▶ _Instructions to follow_: Repeat every record below exactly, omitting any pictures.

▶ _Dataset records about object locations_:
-------
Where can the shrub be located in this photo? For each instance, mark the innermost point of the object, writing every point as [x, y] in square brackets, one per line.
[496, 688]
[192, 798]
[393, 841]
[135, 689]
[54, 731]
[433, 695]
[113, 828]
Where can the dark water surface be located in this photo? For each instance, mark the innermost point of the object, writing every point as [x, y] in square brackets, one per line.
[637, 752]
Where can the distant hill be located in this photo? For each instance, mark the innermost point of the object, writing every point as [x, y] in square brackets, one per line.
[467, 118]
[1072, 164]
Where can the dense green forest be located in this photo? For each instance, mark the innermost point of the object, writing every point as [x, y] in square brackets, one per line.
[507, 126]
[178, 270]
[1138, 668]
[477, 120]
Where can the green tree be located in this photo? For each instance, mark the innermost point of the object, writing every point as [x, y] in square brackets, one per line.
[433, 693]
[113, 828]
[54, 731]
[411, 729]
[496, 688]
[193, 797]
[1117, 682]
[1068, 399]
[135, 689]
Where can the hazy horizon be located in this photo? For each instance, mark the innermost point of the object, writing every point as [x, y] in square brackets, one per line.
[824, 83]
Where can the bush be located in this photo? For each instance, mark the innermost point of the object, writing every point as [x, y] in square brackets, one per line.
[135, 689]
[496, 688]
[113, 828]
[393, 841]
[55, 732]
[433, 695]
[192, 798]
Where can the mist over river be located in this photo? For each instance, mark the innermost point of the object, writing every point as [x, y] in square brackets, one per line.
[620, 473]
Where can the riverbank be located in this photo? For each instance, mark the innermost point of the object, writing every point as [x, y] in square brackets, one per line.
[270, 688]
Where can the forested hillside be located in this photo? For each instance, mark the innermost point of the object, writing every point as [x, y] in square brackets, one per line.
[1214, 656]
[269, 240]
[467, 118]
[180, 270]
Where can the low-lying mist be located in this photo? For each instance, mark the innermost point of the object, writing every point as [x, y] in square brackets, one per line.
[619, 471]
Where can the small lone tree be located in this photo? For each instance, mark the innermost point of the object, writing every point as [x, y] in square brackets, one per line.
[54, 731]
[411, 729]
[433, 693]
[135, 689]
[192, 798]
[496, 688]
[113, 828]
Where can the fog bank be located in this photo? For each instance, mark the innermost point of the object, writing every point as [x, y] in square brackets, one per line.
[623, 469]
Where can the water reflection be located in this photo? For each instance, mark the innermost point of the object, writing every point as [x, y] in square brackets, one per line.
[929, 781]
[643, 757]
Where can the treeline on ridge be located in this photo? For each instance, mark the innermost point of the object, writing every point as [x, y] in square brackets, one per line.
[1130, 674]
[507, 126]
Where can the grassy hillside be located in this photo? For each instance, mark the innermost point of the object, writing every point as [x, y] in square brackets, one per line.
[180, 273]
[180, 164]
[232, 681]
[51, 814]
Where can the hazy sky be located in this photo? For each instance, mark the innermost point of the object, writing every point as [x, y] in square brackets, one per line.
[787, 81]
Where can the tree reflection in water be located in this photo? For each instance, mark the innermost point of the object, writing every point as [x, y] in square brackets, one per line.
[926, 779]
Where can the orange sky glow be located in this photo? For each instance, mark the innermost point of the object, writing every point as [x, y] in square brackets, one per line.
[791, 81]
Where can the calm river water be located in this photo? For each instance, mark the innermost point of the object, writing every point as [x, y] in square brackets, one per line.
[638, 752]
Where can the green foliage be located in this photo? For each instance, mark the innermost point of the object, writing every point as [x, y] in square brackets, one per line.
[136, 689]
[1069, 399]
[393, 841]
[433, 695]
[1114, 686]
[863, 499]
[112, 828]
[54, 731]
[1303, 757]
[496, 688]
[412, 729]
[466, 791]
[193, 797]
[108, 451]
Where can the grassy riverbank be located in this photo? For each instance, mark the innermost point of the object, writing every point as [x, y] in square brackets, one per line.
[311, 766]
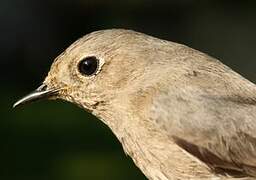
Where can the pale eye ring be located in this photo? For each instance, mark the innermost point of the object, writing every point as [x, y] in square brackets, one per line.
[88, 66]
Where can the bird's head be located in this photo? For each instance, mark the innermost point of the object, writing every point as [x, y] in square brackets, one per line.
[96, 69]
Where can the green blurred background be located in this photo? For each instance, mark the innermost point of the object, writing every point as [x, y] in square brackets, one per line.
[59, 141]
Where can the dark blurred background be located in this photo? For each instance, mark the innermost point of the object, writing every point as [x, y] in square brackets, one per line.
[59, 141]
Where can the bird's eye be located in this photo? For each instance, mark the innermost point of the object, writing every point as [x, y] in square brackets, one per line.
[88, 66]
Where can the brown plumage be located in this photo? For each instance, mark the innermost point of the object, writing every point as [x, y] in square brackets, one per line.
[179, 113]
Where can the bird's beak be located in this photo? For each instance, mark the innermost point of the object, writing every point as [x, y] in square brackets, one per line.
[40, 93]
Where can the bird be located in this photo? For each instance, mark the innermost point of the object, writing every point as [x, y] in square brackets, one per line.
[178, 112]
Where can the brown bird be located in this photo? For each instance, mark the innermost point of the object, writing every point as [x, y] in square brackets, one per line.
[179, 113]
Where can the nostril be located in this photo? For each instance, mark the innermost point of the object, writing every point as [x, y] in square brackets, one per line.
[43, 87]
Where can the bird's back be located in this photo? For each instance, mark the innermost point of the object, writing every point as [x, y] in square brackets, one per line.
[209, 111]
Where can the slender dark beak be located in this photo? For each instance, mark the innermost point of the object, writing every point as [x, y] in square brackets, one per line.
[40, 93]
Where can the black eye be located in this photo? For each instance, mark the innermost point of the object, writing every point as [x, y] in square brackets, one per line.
-------
▶ _In response_:
Where can the shrub be located in this photo? For each instance, mark the innermost point of the object, writing every point as [x, y] in square brackets, one per line.
[496, 688]
[192, 798]
[393, 841]
[135, 689]
[54, 731]
[433, 695]
[113, 828]
Where can the dark water surface be located in this photo? For each instance, mark the innermost point of the object, writing every point as [x, y] in square brackets, one per line.
[637, 752]
Where can the distant hill be located in this photo? For each instance, mark the innermost point of the object, writing every point as [x, y] in square brackets, one per line.
[467, 118]
[1072, 164]
Where can the dense green forest be located in this photo? For each instance, mark the innermost point of the object, writing every point as [x, y] in square brackets, one per line.
[507, 126]
[178, 270]
[1138, 668]
[477, 120]
Where can the green tree be located in this photo? For each instance, mark the innermost point of the object, writing every point as [x, y] in square brackets, one per line.
[433, 693]
[113, 828]
[54, 731]
[411, 729]
[496, 688]
[193, 797]
[1117, 682]
[1068, 399]
[135, 689]
Where can the hazy horizon be located in this photo? For each instance, mark the innermost point of the object, writing every point as [x, y] in square brackets, one per line.
[824, 83]
Where can the bush be located in this photo? For each instance, mark the innermost point of the object, writing every point as [x, y] in square brackets, one per line.
[135, 689]
[496, 688]
[113, 828]
[393, 841]
[55, 732]
[433, 695]
[192, 798]
Where can the mist over river be located in this photo? For each instance, mark the innermost point of the object, writing every point as [x, y] in square brackets, one per line.
[620, 473]
Where can the riverbank be located in this photo? For each instance, mark the innermost point of the object, writing every point as [x, y] in square brackets, one per line.
[270, 688]
Where can the forested hillside be located in this photo? For each instance, mark the innermost point of the object, writing every point as [x, y] in square brackets, one per line.
[1214, 656]
[269, 240]
[467, 118]
[180, 270]
Where can the low-lying mist be located in this photo? For each instance, mark the innermost point of the object, writing every point as [x, y] in square brackets, one per line.
[619, 471]
Where can the small lone tree be located in this photo? For each instance, mark the innermost point of the object, writing every point as [x, y] in square brackets, one per line.
[54, 731]
[411, 729]
[433, 693]
[135, 689]
[192, 798]
[496, 688]
[113, 828]
Where can the fog bank be located in this photo? For each instance, mark the innermost point of the object, writing every point as [x, y] in square brackets, one per line.
[623, 469]
Where can the water reflection be located in this photo? For each instance, mark the innermost point of the object, writing every point as [x, y] in square brackets, one per line.
[929, 781]
[643, 757]
Where can the treeline on ridge be located in this photo? For each instance, mark the innermost point of the object, writing every point as [x, y] in square brackets, one per line.
[1130, 674]
[507, 126]
Where can the grassy hillside be located in this photo? For each instance, mark the innermost point of the object, writing every point as [x, y] in square brackets, one per line.
[180, 273]
[180, 164]
[232, 681]
[51, 814]
Where can the hazy sky be located in this photo? For each instance, mark the innermost point of the object, writing every point as [x, y] in square brackets, one per line.
[787, 81]
Where can the tree reflection in water be located in this photo? For each instance, mark the innermost point of the object, writing every point as [x, y] in square brackets, one per line.
[926, 779]
Where can the orange sky glow be located in this photo? For each instance, mark the innermost point of the object, writing every point as [x, y] in square brackets, one per line.
[791, 81]
Where can the calm river water be located in this photo? For each instance, mark the innermost point of the object, writing every point as [x, y] in square brackets, one per line.
[638, 752]
Where can the green foliage be located in this photo? For each instance, mark the innermost point of the object, writing every point as [x, y] in square brackets, one per line.
[136, 689]
[1069, 399]
[393, 841]
[433, 695]
[1114, 686]
[863, 499]
[112, 828]
[54, 731]
[1303, 757]
[496, 688]
[412, 729]
[466, 791]
[193, 797]
[108, 451]
Where can the grassy riverbank be located in this photo? For each instance, mark the innermost point of the object, writing every point as [x, y] in square brackets, one per line.
[311, 766]
Where can the pale eye ring be located in this photo? For each instance, mark the innermost point of the object, writing every point as [x, y] in square brackets, one per line.
[88, 66]
Where can the bird's head be located in this photo? For each instance, mark the innermost point of the object, writing every point as [x, y] in square brackets, one per line.
[96, 69]
Where can the green blurred background be located in this photo? For each instance, mark the innermost point of the object, writing every point as [x, y] in square brackets, one per line.
[59, 141]
Where can the dark blurred background be located in this photo? For each instance, mark the innermost point of the object, writing every point as [x, y] in square brackets, one per line.
[59, 141]
Where can the bird's eye be located in this photo? For each instance, mark the innermost point of the object, writing every point as [x, y] in square brackets, one per line.
[88, 66]
Where can the brown plumage be located in this photo? For each instance, mark the innermost point of the object, writing every point as [x, y] in square brackets, one per line.
[179, 113]
Where can the bird's beak be located in this photo? For each instance, mark the innermost point of the object, writing every point as [x, y] in square brackets, one per line.
[40, 93]
Where can the bird be located in this photo? For each instance, mark the innermost point of the object, writing every point as [x, y] in square brackets, one per line.
[178, 112]
Where can the brown bird be located in this photo? For each instance, mark the innermost point of the object, writing every point as [x, y] in square brackets, one per line.
[179, 113]
Where can the nostril be located in this photo? For each instance, mark the innermost point of the object, writing every point as [x, y] in square brackets, one per line.
[43, 87]
Where can the bird's back be located in this photo? For each instance, mark the innermost point of the object, writing every point as [x, y] in square brackets, one per line.
[209, 111]
Where can the slender dark beak be located in this photo? For each instance, mark the innermost point of the object, writing every point as [x, y] in square brackets, one per line.
[40, 93]
Where can the black eye be located in this photo? For each instance, mark the innermost point of the object, writing every point as [x, y] in square brackets, one per line.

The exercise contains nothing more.